I presume you mean Vgs (not Vds) , the oxide on the gate is incredibly thin, and voltages above 20v will likely cause the oxide to punch through, after that the MOSFET is useless. The section where is says V_GSMAX  is titled "ABSOLUTE MAXIMUM RATINGS" you need to ensure that your design never exceeds any of these at any time, under all possible abnormal operating conditions.  With most mosfets the threshold is around 3v , to get 100uA of current at 5v it is generally completely ON, at 10v it is still completly ON, but the transition from resistive to constant current has moved up a bit, after 10v no increase in performance occurs.
The threshold voltage varies between types , typically 1.5 to 2.5 for logic level (intended for 5v operation) ,  3 to 4v for normal mosfets, intended to be driven with MOSFET drivers from a 10v supply, and then you have a few high voltage MOSFETS with Vgth from 1 to 15v  (600v to 1000v Vds). 
The image below shows the gate curves as you can see 10v is off the top of the page of fig7 , and R_DS has flatlined by 10v.
Note the V_DGR rating as well, this means if you have 30v across D - S , then you can't put more than -10v on the gate (The internal diode in the zener limits reverse voltage to 600mV)

You need to respect the V_DS rating too,  for example if you connect the MOSFET through a 1k resistor to a 50 supply it will probably comfortable sit at 45v, swing to 45v in a SMPS power supply and the MOSFET will get very hot from avalanching all the time - see the avalanche rating in millijoules.  Operating most MOSFETS , especially those above 400v, at 60% of the max rating will make them impervious to SEB (single event burnout), this is caused by neutrons that are passing through us all the time. At 60% of V_DSmax , the failure rate will be 1 in 1billion hours (a couple of centuries) , at 80% it is 10 times worse , at 100% it is 100times worse, so failure in a decade or less.

What is the purpose of D1 in your image? plus, is it ok to put a 0.1uF capacitor after the 1k resistor to ground?

• _Set problem 1_
Using the post on MOSFET voltage ratings, decide whether each statement agrees with it, answering yes or no and quoting the deciding words: (a) Logic-level MOSFETs typically have a threshold of 1.5 to 2.5. (b) Running at 80% of V_DSmax makes failure 100 times worse than at 60%. (c) Gate voltages above 20v will likely make the oxide punch through.
The text and the entries come from unrelated sources.

[Entries on locating named things]
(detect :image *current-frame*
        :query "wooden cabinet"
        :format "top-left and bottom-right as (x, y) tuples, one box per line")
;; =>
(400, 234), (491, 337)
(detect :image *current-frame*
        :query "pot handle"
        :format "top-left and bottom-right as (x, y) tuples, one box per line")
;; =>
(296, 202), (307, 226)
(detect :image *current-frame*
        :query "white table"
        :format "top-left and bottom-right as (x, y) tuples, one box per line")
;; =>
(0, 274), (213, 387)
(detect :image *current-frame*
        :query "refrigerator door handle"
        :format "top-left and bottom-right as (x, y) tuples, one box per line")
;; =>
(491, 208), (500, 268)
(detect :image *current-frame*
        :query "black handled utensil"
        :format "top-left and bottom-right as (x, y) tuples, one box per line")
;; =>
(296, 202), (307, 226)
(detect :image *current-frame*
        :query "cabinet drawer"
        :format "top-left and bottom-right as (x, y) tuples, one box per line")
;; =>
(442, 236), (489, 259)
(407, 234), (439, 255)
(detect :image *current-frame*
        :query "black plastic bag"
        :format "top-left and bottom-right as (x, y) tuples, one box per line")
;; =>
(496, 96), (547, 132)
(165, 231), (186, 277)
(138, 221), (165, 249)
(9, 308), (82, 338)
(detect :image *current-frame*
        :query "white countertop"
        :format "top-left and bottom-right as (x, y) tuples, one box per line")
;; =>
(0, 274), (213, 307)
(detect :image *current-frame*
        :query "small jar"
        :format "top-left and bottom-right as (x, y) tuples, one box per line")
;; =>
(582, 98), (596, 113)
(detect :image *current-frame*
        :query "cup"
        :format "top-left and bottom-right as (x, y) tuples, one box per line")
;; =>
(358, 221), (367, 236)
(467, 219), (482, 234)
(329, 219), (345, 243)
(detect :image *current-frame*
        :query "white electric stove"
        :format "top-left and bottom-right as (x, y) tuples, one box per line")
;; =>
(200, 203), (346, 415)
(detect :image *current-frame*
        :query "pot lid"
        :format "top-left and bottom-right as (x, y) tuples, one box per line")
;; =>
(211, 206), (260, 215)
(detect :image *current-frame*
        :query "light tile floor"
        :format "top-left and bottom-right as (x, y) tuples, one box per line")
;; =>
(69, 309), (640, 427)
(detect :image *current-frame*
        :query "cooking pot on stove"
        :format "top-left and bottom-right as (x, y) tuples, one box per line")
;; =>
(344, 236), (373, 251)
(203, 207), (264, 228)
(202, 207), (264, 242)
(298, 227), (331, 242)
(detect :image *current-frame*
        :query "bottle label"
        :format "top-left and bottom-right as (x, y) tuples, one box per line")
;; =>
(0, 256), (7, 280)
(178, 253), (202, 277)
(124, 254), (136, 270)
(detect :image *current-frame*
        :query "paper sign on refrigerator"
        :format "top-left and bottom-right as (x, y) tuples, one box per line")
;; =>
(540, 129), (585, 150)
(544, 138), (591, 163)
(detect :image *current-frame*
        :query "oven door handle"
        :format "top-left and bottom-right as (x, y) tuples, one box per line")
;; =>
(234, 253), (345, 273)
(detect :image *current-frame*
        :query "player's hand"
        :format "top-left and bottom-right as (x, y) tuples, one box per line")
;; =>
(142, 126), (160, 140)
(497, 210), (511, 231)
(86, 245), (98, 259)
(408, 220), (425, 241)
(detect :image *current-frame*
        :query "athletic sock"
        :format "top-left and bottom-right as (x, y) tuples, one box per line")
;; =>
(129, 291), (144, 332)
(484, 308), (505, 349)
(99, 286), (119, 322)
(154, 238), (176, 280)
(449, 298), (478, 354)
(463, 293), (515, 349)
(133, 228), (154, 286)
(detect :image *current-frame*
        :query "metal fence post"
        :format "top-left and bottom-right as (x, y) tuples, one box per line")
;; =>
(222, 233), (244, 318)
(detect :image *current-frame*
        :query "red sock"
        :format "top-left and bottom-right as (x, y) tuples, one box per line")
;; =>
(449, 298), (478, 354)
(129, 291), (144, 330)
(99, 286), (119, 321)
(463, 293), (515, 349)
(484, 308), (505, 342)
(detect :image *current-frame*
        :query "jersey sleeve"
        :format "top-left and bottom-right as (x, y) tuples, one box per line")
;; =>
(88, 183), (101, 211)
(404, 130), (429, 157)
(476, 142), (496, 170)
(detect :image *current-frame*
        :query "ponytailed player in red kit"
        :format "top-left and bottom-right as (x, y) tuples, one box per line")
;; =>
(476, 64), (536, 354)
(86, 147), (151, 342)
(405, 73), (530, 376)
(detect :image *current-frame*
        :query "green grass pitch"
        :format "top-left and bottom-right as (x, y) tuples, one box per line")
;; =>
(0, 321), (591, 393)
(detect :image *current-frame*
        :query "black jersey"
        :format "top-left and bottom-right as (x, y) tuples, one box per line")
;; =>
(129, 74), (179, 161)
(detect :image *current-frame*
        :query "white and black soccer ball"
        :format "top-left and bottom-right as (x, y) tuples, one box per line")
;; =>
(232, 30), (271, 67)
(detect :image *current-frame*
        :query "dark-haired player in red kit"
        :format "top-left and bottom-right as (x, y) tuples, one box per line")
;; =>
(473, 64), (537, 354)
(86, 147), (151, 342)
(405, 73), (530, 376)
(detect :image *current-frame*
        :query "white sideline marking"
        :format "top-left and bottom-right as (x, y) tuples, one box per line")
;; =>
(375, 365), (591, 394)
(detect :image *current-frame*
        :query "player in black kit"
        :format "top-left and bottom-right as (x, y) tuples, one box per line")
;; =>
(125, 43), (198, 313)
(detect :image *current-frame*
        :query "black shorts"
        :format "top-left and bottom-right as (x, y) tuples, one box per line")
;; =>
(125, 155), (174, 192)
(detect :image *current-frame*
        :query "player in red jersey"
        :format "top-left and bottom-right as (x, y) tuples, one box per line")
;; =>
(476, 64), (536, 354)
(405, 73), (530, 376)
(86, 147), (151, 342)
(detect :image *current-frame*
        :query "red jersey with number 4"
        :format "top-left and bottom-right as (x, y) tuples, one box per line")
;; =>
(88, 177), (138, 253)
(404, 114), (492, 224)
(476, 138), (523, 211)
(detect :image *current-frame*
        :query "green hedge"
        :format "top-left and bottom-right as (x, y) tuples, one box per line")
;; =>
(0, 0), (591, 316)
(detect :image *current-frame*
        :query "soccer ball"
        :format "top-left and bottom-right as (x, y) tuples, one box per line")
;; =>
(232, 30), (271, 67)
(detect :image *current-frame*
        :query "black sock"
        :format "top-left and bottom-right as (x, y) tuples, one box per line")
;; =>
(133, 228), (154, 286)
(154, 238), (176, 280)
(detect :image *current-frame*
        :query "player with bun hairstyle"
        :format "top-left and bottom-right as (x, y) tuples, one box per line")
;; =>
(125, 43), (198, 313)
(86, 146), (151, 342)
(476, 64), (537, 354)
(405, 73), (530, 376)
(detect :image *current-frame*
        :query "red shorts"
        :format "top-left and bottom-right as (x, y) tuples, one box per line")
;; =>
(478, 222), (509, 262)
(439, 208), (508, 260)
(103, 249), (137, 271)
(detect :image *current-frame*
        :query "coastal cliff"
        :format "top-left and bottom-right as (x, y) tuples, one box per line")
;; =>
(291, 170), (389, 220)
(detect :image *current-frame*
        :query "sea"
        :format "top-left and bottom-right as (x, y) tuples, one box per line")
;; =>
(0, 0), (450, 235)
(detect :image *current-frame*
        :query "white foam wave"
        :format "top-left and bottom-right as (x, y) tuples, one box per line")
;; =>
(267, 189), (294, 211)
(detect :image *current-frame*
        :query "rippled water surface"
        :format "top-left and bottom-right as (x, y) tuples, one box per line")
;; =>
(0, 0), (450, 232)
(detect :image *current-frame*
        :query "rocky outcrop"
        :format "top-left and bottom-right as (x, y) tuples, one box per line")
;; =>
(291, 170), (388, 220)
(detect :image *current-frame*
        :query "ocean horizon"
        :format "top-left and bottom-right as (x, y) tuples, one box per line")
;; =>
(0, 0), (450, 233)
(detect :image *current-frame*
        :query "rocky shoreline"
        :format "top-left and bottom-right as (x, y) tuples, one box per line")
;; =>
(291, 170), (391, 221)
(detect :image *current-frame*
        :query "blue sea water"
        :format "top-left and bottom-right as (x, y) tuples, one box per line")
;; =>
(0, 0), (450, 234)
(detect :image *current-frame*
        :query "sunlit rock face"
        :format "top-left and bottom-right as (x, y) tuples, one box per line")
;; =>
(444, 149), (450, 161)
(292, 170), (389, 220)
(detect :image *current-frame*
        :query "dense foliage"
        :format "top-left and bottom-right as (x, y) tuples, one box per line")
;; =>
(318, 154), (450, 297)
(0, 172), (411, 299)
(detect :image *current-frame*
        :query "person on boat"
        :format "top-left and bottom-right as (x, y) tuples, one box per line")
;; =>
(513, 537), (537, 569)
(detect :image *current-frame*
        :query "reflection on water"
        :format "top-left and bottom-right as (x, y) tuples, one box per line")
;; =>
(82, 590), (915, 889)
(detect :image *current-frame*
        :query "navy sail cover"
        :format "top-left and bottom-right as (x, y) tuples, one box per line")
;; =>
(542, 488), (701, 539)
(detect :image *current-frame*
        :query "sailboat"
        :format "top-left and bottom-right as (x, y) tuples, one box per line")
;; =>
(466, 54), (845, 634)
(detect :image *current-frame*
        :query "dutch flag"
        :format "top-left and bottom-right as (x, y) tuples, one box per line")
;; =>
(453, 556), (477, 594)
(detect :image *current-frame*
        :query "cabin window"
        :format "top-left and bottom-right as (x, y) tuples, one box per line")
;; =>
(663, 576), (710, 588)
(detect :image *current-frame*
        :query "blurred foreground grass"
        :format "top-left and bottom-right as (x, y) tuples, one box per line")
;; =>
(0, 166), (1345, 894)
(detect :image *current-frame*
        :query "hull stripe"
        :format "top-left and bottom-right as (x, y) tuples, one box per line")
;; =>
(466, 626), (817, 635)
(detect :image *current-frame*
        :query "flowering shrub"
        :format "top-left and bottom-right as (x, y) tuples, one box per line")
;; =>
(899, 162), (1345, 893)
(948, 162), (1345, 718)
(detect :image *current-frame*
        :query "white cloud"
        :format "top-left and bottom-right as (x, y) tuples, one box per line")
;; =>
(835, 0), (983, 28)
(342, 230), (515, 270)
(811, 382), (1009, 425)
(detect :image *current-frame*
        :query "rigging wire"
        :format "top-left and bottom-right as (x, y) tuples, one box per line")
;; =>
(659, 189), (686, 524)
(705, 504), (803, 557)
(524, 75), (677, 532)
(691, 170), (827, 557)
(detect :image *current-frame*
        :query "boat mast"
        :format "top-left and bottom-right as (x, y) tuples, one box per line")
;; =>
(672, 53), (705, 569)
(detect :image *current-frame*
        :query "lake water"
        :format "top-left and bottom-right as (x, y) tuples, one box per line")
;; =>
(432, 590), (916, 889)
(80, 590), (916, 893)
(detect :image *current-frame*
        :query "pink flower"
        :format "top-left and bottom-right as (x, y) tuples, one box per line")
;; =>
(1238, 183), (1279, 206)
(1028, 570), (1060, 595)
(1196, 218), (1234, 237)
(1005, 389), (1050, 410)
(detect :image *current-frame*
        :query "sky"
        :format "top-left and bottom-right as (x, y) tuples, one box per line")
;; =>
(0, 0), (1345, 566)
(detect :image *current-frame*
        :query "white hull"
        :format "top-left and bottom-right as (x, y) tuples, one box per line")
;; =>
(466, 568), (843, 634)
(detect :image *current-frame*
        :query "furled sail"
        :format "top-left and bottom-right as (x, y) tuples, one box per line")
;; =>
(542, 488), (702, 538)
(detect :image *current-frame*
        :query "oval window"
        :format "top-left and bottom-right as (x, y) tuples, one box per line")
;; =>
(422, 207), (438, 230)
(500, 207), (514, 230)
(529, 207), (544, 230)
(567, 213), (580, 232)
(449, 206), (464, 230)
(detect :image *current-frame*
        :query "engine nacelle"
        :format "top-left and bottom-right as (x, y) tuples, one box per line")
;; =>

• _Set problem 2_
Count the lines of the entries that contain the string "rocky", with case counting, and give only the number.

• _Full output 1_
(a) Yes: "typically 1.5 to 2.5 for logic level (intended for 5v operation)"
(b) No: "at 80% it is 10 times worse"
(c) Yes: "voltages above 20v will likely cause the oxide to punch through"

• _Full output 2_
2